Bounding-box records:
****************

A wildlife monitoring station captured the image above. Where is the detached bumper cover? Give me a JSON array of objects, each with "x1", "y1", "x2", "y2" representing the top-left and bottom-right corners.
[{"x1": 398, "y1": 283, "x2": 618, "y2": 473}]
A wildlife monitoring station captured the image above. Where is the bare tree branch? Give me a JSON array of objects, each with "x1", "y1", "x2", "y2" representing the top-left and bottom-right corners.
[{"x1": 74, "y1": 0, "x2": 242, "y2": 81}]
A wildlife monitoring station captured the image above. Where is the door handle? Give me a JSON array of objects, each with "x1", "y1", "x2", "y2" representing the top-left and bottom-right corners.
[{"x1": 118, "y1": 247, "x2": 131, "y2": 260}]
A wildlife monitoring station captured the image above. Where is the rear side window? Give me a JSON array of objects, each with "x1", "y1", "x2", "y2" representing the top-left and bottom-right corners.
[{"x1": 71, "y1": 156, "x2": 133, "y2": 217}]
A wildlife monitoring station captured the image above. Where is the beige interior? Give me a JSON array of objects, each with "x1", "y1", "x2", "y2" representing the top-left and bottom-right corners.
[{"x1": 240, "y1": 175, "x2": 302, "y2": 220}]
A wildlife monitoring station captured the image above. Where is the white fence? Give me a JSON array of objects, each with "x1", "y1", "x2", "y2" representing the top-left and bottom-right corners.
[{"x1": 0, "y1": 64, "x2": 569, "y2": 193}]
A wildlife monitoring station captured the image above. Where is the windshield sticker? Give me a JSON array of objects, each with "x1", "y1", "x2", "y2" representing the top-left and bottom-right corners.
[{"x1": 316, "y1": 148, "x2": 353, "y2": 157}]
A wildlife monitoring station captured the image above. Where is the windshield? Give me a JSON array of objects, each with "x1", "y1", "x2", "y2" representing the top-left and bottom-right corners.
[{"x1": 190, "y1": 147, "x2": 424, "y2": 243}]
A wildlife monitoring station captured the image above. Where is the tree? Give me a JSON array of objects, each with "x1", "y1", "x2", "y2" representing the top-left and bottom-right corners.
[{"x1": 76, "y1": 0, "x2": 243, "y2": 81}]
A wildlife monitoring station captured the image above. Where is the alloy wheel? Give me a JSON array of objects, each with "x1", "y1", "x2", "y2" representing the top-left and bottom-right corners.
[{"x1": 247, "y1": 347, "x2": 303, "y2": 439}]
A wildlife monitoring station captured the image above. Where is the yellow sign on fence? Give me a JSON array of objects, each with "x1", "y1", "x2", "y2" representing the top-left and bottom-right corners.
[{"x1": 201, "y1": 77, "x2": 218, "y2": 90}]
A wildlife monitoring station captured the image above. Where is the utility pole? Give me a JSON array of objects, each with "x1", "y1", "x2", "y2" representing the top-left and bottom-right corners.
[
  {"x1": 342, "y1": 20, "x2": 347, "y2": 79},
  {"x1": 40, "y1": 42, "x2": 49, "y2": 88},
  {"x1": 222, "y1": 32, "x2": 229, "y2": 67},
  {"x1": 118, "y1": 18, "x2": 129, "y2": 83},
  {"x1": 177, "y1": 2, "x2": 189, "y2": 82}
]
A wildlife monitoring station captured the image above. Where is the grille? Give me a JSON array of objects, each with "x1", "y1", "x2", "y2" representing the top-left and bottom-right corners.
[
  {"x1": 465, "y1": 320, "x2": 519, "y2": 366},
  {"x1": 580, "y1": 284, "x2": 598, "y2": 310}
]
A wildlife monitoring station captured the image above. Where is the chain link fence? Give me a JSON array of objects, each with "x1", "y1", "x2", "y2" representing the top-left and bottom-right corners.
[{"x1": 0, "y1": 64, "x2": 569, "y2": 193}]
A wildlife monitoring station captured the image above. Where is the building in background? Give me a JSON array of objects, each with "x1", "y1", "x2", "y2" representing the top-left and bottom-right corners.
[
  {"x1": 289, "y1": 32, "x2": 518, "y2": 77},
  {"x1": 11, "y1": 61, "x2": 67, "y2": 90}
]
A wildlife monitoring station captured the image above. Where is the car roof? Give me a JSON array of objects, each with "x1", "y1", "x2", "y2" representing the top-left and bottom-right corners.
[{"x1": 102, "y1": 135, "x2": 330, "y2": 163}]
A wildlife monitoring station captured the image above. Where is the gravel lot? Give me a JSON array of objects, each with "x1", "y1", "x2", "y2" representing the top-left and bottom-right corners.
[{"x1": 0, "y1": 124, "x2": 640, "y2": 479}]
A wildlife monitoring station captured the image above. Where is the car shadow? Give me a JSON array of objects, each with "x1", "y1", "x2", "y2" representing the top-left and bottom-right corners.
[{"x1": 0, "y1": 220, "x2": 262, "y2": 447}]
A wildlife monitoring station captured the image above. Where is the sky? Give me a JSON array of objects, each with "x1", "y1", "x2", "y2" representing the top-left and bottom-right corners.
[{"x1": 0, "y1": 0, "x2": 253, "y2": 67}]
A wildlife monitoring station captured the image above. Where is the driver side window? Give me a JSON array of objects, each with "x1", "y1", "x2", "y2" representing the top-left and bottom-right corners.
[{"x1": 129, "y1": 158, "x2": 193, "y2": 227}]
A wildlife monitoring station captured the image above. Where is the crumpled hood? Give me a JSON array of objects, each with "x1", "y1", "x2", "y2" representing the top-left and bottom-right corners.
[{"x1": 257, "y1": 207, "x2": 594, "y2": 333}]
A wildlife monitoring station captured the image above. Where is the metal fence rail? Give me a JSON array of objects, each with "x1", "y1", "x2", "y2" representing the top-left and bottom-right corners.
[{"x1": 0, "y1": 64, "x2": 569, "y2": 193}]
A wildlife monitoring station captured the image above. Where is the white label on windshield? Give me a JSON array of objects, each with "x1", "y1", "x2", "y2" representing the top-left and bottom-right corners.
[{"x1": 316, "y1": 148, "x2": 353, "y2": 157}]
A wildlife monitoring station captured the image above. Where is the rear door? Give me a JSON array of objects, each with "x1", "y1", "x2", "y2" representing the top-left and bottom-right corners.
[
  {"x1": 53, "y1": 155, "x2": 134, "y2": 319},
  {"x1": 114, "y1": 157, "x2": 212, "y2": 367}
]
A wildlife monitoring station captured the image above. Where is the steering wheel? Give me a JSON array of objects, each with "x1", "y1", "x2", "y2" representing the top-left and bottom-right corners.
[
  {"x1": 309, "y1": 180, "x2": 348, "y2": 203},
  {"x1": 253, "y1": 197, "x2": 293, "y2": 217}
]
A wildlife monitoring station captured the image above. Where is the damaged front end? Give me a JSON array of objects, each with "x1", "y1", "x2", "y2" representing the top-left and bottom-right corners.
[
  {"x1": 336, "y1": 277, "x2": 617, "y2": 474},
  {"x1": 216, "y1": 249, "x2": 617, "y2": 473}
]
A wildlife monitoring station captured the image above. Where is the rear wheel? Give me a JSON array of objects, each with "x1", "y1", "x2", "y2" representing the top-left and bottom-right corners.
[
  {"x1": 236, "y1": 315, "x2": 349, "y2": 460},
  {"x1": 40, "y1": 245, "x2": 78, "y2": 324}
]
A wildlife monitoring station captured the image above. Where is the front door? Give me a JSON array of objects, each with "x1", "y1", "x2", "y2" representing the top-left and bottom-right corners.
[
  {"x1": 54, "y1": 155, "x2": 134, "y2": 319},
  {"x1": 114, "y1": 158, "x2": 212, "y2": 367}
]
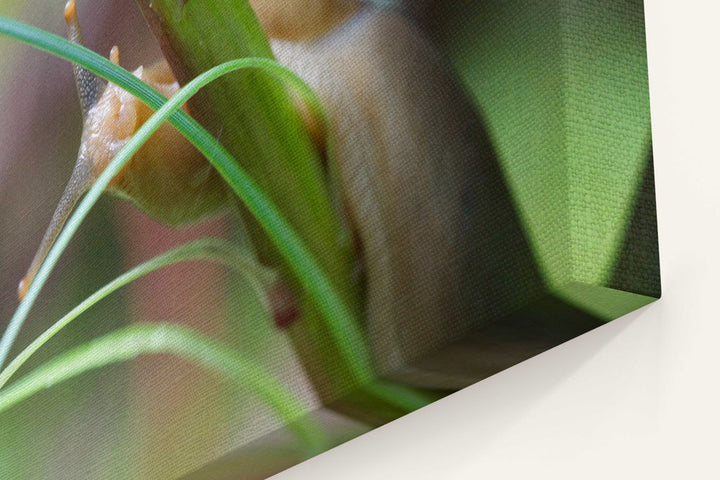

****************

EXERCISE PROMPT: Pick out every line in the records above that contains the word "damaged", and copy each of those lines in full.

OUTPUT:
A wildlife monitoring station captured the image above. Where is the damaged front end? Give me a JSON array of objects, each with "x1", "y1", "x2", "y2" representing the top-left and bottom-right corners.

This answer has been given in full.